### ASSIGNED TASK
Scan the entries for the word "pale". Every line that has it should be copied.

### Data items
----

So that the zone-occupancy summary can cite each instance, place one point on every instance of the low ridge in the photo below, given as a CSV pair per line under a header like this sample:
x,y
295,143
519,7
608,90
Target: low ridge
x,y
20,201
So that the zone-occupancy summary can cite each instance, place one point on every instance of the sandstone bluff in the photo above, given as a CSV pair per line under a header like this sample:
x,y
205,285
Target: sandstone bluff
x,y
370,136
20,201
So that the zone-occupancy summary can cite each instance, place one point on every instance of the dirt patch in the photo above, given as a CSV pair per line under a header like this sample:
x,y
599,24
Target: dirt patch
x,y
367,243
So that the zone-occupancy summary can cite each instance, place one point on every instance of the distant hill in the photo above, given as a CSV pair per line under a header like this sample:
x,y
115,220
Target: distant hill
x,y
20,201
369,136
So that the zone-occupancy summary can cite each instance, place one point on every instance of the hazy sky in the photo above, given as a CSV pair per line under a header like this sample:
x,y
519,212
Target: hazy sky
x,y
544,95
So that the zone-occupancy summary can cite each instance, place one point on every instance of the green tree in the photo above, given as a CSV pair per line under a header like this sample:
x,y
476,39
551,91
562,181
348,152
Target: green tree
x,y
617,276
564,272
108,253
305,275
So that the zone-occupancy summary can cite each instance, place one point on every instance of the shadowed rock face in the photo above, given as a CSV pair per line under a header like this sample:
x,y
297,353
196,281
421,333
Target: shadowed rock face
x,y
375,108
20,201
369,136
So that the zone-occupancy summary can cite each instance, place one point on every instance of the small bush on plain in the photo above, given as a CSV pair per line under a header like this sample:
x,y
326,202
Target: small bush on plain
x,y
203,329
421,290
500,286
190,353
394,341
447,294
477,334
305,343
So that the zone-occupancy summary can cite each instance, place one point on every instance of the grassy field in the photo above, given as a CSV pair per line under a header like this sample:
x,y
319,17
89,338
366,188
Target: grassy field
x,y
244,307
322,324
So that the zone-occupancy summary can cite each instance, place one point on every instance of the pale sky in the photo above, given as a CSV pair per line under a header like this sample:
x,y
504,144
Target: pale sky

----

### EXERCISE OUTPUT
So that the zone-occupancy summary can cite each instance, place one point on every instance of the pale sky in the photo above, given as a CSV pair per line under a header like this sample:
Target: pale sky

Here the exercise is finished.